■ REQUIRED ACTIONS
1. Translate this sentence from the Satisfaction season 1 article into Spanish: "The first season of Satisfaction began airing on 5 December 2007, on Foxtel's Showcase and finished on 30 January 2008."
2. Swap "brothel" for "establishment" in the Satisfaction season 1 article between "The first season" and "promote the show.", inclusive, and write out that passage.
3. Extend the Satisfaction season 1 article, picking up after its last sentence.
──────── SOURCE DOCUMENT ────────
- DVD cover
- No. of episodes: 10

Release
- Original network: Showcase
- Original release: 5 December 2007 – 30 January 2008

Season chronology
- Next → Season 2

= Satisfaction season 1 =

The first season of Satisfaction began airing on 5 December 2007, on Foxtel's Showcase and finished on 30 January 2008. Airing 10 episodes, the show explored the lives of 6 women who are sex workers in a high class brothel. Cast includes Alison Whyte, Madeleine West, Peta Sergeant, Kestie Morassi, Bojana Novakovic, and Diana Glenn. Using the slogan "Six Women. Two Lives. One Profession" to promote the show.

==Cast==

===Starring===
- Diana Glenn as Chloe
- Kestie Morassi as Natalie
- Bojana Novakovic as Tippi
- Peta Sergeant as Heather
- Madeleine West as Mel
- Alison Whyte as Lauren

===Guest Starring===
- Robert Mammone as Nick
- Sullivan Stapleton as Josh
- Nicholas Bell as Alex

===Special Guest===
- James Sorensen as Private School Boy

==Episodes==

| No. overall | No. in season | Title | Directed by | Written by | Original release date |
| 1 | 1 | "Running Girl" | Ken Cameron | Roger Simpson | 5 December 2007 |
Chloe's world begins to unravel when a long standing regular, Warwick, fails to turn up for his monthly visit. Surprisingly, it's this meek man and his 'disappearance' which exposes Chloe's insecurity and shakes her relationship with her long-term but frequently absent boyfriend Josh. Questions about family from her 14-year-old daughter Bonnie propel Chloe back to where it all began, in a dusty town with a passing truck driver.
──────── DATA EXCERPT ────────
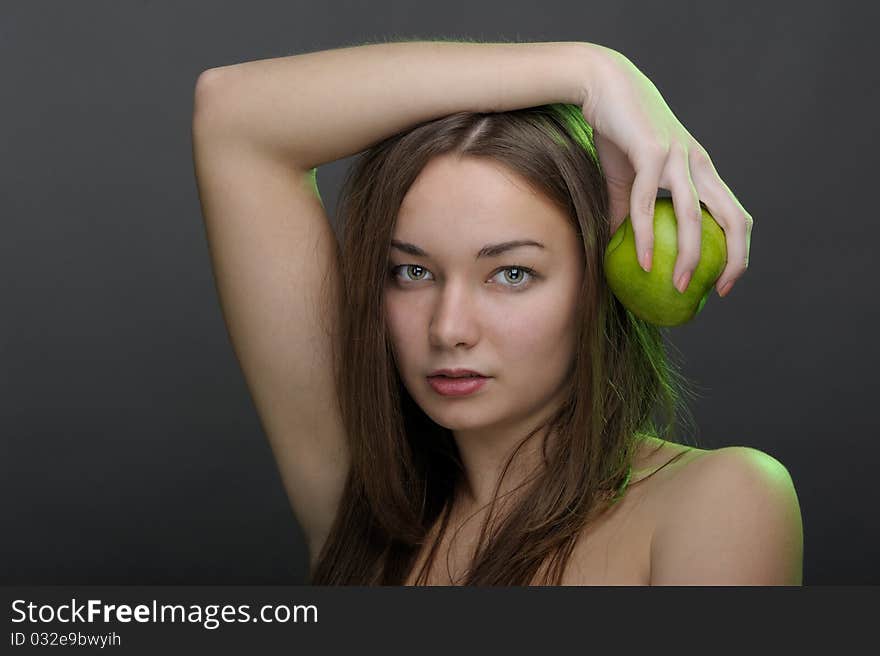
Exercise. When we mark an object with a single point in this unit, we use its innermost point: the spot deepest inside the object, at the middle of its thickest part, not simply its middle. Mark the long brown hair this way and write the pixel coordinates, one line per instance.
(404, 467)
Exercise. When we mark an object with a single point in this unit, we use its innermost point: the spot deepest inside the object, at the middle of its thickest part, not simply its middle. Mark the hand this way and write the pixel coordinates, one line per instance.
────────
■ RESPONSES BY TASK
1. La primera temporada de Satisfaction comenzó a emitirse el 5 de diciembre de 2007 en Showcase de Foxtel y terminó el 30 de enero de 2008.

2.
The first season of Satisfaction began airing on 5 December 2007, on Foxtel's Showcase and finished on 30 January 2008. Airing 10 episodes, the show explored the lives of 6 women who are sex workers in a high class establishment. Cast includes Alison Whyte, Madeleine West, Peta Sergeant, Kestie Morassi, Bojana Novakovic, and Diana Glenn. Using the slogan "Six Women. Two Lives. One Profession" to promote the show.

3.
| 2 | 2 | "Mrs. Hyde" | Ken Cameron | Fiona Seres | 5 December 2007 |
High class escort Mel finds herself challenged by Johnny Lake, a rock star client with a huge ego and some damaging sexual problems. A drug fuelled night of psychological game-playing ends in Johnny verging on death and Mel seeking out her elusive lover Tim Kronenberg. When Tim suggests she come away with him, Mel is tempted by the security of someone she knows and loves. But just as she's considering her options, Mel discovers a destructive side to Tim he seems unwilling to change.
| 3 | 3 | "Jizz" | Paul Moloney | Matt Ford | 12 December 2007 |
Heather and her partner Ally want to have a baby, using Ally's good friend Gary. But when Gary's new partner Eadie's troublesome attitude comes to light and legal contracts get waved around, Heather and Ally angrily end the arrangement. Heather devises an unusual solution which sends Ally into a tailspin.
| 4 | 4 | "Lauren Rising" | Paul Moloney | Katherine Thomson | 19 December 2007 |
The harsh reality of 232 hits newly initiated Lauren in the face, and sees her scurry back to the familiarity of suburbia. But when Chloe pursues her, Lauren realises sex work will help her confront the breakdown of her marriage to Phil and some uncomfortable sexual issues. Returning to 232, Lauren regains her confidence, gets herself a thankful regular and develops the steel to order Phil out of her life.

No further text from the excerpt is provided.